## Begin EXERCISE MATERIALS

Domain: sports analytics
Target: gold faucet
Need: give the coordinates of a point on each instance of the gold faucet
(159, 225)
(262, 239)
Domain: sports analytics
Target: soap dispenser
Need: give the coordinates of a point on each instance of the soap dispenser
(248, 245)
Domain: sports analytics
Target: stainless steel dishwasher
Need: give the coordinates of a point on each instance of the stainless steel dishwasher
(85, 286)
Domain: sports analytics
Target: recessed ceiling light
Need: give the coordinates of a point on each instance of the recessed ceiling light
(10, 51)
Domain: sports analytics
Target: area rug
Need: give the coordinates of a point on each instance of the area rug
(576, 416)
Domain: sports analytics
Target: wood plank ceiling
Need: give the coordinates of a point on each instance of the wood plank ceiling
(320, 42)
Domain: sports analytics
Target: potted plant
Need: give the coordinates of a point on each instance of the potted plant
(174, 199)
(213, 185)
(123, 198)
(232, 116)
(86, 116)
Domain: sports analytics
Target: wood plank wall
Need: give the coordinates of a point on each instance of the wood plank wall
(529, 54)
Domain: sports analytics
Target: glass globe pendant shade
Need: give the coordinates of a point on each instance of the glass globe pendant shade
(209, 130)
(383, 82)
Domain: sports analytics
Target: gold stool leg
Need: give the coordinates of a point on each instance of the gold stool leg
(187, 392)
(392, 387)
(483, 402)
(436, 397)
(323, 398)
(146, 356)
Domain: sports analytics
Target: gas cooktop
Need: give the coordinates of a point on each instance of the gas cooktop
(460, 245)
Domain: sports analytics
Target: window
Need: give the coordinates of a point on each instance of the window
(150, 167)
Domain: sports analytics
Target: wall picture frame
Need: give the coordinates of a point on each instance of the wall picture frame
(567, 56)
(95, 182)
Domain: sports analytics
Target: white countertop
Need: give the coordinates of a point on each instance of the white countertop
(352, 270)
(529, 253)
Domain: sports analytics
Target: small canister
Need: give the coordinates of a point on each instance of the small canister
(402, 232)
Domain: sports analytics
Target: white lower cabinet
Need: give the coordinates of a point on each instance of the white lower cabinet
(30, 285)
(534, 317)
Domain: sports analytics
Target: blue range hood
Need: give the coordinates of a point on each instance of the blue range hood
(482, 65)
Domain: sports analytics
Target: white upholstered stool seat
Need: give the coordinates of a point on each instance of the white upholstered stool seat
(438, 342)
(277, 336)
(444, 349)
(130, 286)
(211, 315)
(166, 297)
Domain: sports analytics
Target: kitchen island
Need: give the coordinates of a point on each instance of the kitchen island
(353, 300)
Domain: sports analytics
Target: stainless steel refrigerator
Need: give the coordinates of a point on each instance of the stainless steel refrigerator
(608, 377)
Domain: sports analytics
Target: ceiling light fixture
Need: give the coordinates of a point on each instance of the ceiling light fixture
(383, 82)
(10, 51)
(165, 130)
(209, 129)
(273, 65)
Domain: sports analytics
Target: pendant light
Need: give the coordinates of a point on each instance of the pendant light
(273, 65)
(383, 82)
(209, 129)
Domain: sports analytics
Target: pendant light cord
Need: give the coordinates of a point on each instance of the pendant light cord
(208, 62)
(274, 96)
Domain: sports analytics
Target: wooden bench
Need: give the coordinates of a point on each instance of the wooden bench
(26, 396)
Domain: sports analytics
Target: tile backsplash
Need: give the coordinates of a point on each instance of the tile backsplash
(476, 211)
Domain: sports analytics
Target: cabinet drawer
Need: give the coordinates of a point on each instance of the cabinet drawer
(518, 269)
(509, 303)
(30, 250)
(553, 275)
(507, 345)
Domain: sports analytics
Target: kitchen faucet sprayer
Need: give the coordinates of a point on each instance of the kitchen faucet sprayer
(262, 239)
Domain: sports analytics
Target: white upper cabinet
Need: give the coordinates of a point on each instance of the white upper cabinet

## End EXERCISE MATERIALS

• _AIM_
Print back all the lines verbatim.

• _ANSWER FOR THE TASK_
Domain: sports analytics
Target: gold faucet
Need: give the coordinates of a point on each instance of the gold faucet
(159, 225)
(262, 239)
Domain: sports analytics
Target: soap dispenser
Need: give the coordinates of a point on each instance of the soap dispenser
(248, 245)
Domain: sports analytics
Target: stainless steel dishwasher
Need: give the coordinates of a point on each instance of the stainless steel dishwasher
(85, 286)
Domain: sports analytics
Target: recessed ceiling light
Need: give the coordinates of a point on each instance of the recessed ceiling light
(10, 51)
Domain: sports analytics
Target: area rug
Need: give the coordinates of a point on each instance of the area rug
(576, 416)
Domain: sports analytics
Target: wood plank ceiling
Need: give the coordinates of a point on each instance of the wood plank ceiling
(320, 42)
Domain: sports analytics
Target: potted plant
Need: give the coordinates of a point on each instance of the potted plant
(174, 199)
(213, 185)
(123, 198)
(232, 116)
(86, 116)
Domain: sports analytics
Target: wood plank wall
Need: give the coordinates of a point on each instance of the wood plank wall
(529, 54)
Domain: sports analytics
Target: glass globe pendant shade
Need: give the coordinates of a point on each instance of the glass globe pendant shade
(209, 130)
(383, 82)
Domain: sports analytics
Target: gold stool leg
Need: give the coordinates of a point on each instance of the gold stool leg
(187, 392)
(392, 387)
(483, 402)
(436, 397)
(323, 398)
(146, 356)
Domain: sports analytics
Target: gas cooktop
Need: give the coordinates of a point on each instance of the gas cooktop
(460, 245)
Domain: sports analytics
Target: window
Need: give the coordinates of a point on each instance of the window
(150, 167)
Domain: sports analytics
Target: wall picture frame
Need: give the coordinates of a point on each instance of the wall picture frame
(567, 56)
(95, 182)
Domain: sports analytics
Target: white countertop
Need: give the coordinates of a point on each instance of the white countertop
(352, 270)
(529, 253)
Domain: sports analytics
Target: small canister
Need: give the coordinates of a point on each instance of the small canister
(402, 232)
Domain: sports analytics
Target: white lower cabinet
Need: give the coordinates of a point on each instance of the white lower cabinet
(30, 285)
(534, 317)
Domain: sports analytics
Target: blue range hood
Need: give the coordinates of a point on each instance of the blue range hood
(482, 65)
Domain: sports analytics
Target: white upholstered stool seat
Need: give the coordinates of a point on each instance of the white upholstered stool seat
(438, 342)
(277, 336)
(444, 349)
(130, 286)
(211, 315)
(166, 297)
Domain: sports analytics
Target: kitchen island
Need: give the coordinates of a point on each instance of the kitchen island
(353, 300)
Domain: sports analytics
Target: stainless steel refrigerator
Need: give the coordinates of a point on each instance of the stainless steel refrigerator
(608, 377)
Domain: sports analytics
Target: ceiling light fixture
Need: give the coordinates of a point on each instance of the ceiling light fixture
(383, 82)
(10, 51)
(165, 130)
(209, 129)
(273, 65)
Domain: sports analytics
Target: pendant light
Need: give the coordinates of a point on each instance of the pendant light
(273, 65)
(383, 82)
(209, 129)
Domain: sports analytics
Target: pendant light cord
Need: give the coordinates of a point on each instance of the pendant light cord
(208, 62)
(274, 96)
Domain: sports analytics
Target: wooden bench
Need: give the coordinates of a point on each instance of the wooden bench
(26, 396)
Domain: sports analytics
Target: tile backsplash
Need: give the coordinates of a point on each instance of the tile backsplash
(476, 211)
Domain: sports analytics
Target: cabinet drawer
Need: give the coordinates of a point on each instance of the cabinet drawer
(518, 269)
(509, 303)
(30, 250)
(553, 275)
(507, 345)
Domain: sports analytics
Target: kitchen faucet sprayer
Need: give the coordinates of a point on each instance of the kitchen faucet sprayer
(262, 239)
Domain: sports analytics
Target: white upper cabinet
Need: give the coordinates of a point on each instance of the white upper cabinet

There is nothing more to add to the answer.